▸ Work to complete
Could you reproduce, from the records below, everything from the line with "Target: black picture frame" down to the line with "Task: put a point on every instance of the sofa seat", keeping both of those lines and changing nothing?

┄┄┄┄┄┄┄┄┄┄┄┄┄┄┄┄┄┄┄┄

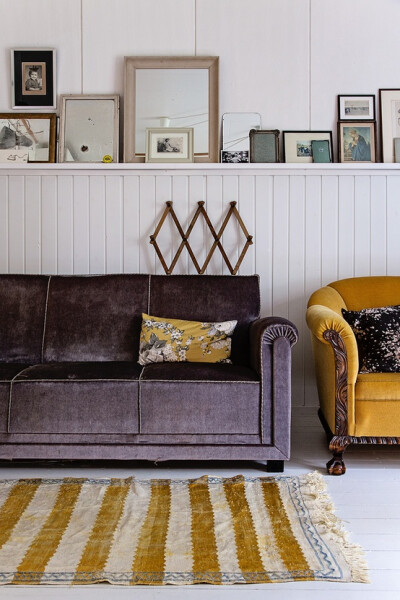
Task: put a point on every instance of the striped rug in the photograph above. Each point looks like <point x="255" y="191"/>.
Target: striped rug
<point x="164" y="531"/>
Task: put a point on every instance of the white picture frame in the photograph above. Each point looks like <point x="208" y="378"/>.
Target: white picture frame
<point x="169" y="144"/>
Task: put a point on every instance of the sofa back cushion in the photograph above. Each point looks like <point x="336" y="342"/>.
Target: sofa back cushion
<point x="22" y="311"/>
<point x="95" y="318"/>
<point x="209" y="298"/>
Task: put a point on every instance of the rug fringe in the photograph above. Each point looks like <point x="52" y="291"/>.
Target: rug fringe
<point x="322" y="509"/>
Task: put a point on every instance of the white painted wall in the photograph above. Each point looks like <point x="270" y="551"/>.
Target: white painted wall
<point x="286" y="59"/>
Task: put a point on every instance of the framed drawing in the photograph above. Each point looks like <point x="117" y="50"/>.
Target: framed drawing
<point x="356" y="108"/>
<point x="28" y="137"/>
<point x="171" y="91"/>
<point x="264" y="145"/>
<point x="168" y="144"/>
<point x="356" y="141"/>
<point x="390" y="122"/>
<point x="33" y="78"/>
<point x="297" y="146"/>
<point x="89" y="128"/>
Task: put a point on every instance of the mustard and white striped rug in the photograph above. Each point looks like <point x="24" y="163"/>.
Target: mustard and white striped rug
<point x="155" y="532"/>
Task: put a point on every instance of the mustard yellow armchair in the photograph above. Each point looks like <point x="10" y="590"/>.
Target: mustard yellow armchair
<point x="355" y="408"/>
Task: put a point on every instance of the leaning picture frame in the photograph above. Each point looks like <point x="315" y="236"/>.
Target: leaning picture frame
<point x="264" y="145"/>
<point x="356" y="141"/>
<point x="28" y="137"/>
<point x="89" y="128"/>
<point x="389" y="100"/>
<point x="33" y="78"/>
<point x="169" y="144"/>
<point x="297" y="146"/>
<point x="356" y="107"/>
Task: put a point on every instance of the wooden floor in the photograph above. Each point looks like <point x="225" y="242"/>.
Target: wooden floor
<point x="367" y="498"/>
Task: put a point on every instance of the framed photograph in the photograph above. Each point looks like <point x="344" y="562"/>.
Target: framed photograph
<point x="28" y="136"/>
<point x="297" y="146"/>
<point x="321" y="151"/>
<point x="169" y="144"/>
<point x="356" y="108"/>
<point x="264" y="145"/>
<point x="33" y="78"/>
<point x="356" y="141"/>
<point x="89" y="129"/>
<point x="390" y="122"/>
<point x="234" y="156"/>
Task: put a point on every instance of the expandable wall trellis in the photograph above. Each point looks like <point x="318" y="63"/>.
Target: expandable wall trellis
<point x="232" y="212"/>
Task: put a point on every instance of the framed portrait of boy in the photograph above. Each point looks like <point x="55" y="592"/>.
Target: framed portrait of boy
<point x="33" y="79"/>
<point x="357" y="141"/>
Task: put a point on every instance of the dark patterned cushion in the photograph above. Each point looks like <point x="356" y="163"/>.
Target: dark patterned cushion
<point x="377" y="332"/>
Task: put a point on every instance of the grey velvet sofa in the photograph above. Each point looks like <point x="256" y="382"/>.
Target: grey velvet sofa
<point x="71" y="387"/>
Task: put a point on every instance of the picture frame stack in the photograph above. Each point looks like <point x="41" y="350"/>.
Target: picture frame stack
<point x="356" y="128"/>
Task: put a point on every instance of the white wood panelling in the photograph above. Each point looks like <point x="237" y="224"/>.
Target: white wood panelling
<point x="310" y="226"/>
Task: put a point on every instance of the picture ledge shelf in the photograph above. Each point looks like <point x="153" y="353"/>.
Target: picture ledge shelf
<point x="223" y="167"/>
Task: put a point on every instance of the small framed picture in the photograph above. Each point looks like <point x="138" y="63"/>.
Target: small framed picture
<point x="356" y="141"/>
<point x="390" y="122"/>
<point x="89" y="130"/>
<point x="169" y="144"/>
<point x="27" y="137"/>
<point x="297" y="145"/>
<point x="321" y="151"/>
<point x="356" y="108"/>
<point x="234" y="156"/>
<point x="264" y="145"/>
<point x="33" y="78"/>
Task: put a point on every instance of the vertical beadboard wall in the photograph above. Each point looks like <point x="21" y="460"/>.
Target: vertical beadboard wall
<point x="309" y="226"/>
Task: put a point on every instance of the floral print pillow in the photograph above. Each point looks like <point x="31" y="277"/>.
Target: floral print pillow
<point x="377" y="332"/>
<point x="176" y="340"/>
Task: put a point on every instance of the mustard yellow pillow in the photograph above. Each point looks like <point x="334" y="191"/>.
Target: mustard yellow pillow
<point x="176" y="340"/>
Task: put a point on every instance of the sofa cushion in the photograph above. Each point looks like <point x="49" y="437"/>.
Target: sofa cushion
<point x="22" y="316"/>
<point x="377" y="331"/>
<point x="95" y="318"/>
<point x="75" y="398"/>
<point x="177" y="340"/>
<point x="207" y="299"/>
<point x="193" y="398"/>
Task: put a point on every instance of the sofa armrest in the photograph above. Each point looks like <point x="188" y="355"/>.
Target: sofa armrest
<point x="264" y="332"/>
<point x="271" y="341"/>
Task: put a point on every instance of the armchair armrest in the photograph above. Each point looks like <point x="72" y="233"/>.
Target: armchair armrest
<point x="265" y="331"/>
<point x="271" y="341"/>
<point x="321" y="319"/>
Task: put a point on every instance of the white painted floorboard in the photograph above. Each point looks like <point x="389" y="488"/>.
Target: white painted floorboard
<point x="366" y="498"/>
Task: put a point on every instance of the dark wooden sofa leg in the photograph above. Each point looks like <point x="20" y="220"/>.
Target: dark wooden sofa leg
<point x="275" y="466"/>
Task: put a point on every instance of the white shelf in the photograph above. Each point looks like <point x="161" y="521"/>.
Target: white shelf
<point x="248" y="168"/>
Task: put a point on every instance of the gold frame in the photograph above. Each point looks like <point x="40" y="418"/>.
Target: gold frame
<point x="132" y="63"/>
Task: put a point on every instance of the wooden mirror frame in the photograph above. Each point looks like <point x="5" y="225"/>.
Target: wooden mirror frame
<point x="178" y="62"/>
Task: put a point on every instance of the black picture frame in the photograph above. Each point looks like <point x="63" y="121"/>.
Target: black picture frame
<point x="33" y="78"/>
<point x="264" y="145"/>
<point x="356" y="107"/>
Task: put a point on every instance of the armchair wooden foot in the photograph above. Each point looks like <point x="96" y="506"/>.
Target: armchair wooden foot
<point x="336" y="465"/>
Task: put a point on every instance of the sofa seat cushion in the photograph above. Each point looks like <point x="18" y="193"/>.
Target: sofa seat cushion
<point x="378" y="405"/>
<point x="196" y="398"/>
<point x="9" y="370"/>
<point x="86" y="398"/>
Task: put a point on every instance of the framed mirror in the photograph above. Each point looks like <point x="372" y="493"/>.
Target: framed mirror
<point x="89" y="128"/>
<point x="171" y="92"/>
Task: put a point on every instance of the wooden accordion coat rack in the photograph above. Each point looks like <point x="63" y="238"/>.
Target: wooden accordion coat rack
<point x="232" y="213"/>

┄┄┄┄┄┄┄┄┄┄┄┄┄┄┄┄┄┄┄┄

▸ Reply to the task
Target: black picture frame
<point x="33" y="78"/>
<point x="264" y="145"/>
<point x="356" y="107"/>
Task: put a point on every instance of the armchair wooden foot in the photograph above. Each point looks like <point x="96" y="506"/>.
Target: armchair wooden foot
<point x="336" y="465"/>
Task: put a point on every instance of the sofa seat cushion in the photograph above. Each point looks like <point x="18" y="193"/>.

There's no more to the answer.